## Prompt:
Scan the entries that follow and copy out every line containing "fountain".

Dataset entries:
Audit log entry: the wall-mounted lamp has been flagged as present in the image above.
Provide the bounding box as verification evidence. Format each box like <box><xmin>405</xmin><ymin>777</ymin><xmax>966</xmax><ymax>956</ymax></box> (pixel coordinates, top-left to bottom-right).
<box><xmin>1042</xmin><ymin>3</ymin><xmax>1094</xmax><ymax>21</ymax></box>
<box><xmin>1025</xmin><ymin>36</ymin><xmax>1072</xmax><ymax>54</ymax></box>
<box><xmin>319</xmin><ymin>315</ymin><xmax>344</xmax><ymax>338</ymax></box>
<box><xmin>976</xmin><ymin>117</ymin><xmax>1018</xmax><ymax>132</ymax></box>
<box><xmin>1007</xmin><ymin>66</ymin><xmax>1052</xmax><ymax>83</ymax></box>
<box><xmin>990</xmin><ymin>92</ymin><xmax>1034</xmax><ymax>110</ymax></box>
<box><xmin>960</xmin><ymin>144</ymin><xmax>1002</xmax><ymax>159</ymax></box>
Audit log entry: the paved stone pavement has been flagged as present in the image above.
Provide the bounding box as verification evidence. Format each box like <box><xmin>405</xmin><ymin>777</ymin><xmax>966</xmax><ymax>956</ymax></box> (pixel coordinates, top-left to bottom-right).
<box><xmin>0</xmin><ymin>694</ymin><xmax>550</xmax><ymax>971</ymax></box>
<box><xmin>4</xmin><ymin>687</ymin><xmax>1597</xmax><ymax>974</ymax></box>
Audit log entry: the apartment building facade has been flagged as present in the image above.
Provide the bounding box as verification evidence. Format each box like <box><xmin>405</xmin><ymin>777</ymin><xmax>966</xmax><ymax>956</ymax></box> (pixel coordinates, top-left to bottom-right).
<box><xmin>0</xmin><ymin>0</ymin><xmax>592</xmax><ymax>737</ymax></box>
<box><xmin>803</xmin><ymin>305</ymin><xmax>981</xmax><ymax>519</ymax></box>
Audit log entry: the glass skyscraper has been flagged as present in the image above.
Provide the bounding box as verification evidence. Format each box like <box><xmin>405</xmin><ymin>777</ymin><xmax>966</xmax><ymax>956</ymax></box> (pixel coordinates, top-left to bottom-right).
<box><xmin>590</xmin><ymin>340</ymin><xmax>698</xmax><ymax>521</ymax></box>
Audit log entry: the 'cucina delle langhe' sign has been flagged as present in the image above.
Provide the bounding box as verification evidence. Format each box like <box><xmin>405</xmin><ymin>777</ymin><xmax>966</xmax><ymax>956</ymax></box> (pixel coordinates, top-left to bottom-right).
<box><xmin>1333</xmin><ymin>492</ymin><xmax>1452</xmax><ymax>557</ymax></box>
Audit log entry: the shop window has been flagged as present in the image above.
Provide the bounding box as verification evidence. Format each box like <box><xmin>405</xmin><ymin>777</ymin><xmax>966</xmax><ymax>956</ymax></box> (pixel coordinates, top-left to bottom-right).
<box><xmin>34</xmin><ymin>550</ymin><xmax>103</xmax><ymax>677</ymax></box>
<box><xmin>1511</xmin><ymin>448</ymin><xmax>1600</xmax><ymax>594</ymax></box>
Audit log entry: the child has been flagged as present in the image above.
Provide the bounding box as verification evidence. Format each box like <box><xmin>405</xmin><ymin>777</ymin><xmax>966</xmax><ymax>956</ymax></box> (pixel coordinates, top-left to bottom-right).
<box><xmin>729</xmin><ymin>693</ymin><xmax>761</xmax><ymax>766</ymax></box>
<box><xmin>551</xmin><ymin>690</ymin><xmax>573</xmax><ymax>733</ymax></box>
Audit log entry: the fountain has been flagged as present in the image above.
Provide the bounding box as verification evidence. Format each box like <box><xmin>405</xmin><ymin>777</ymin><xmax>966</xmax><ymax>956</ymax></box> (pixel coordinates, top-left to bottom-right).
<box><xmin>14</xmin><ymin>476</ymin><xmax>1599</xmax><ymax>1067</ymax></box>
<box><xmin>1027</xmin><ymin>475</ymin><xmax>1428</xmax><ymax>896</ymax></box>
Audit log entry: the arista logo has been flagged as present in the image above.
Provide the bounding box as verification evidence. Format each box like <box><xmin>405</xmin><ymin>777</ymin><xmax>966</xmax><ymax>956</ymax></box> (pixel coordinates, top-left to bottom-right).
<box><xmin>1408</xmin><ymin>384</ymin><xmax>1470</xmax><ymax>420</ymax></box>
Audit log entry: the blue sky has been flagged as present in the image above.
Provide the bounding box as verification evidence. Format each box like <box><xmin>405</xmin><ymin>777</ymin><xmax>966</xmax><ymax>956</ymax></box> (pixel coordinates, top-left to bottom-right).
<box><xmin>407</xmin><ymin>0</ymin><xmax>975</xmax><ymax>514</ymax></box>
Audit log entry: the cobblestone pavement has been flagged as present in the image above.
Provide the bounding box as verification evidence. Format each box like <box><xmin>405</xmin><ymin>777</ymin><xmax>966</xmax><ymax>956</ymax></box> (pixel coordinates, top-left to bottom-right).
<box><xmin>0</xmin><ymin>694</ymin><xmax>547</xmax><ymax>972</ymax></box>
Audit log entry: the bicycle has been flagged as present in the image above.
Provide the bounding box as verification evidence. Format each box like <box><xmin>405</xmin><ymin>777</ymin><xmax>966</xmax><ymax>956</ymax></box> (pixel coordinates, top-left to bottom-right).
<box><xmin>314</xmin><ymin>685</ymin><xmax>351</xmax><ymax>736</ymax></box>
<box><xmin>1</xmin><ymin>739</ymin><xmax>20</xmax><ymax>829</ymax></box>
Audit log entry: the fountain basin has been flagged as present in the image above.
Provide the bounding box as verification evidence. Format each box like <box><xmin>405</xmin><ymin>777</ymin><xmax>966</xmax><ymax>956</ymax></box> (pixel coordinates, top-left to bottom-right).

## Written response:
Audit log entry: the fountain has been flagged as present in the image above.
Audit log entry: the fountain basin has been flagged as present in the image above.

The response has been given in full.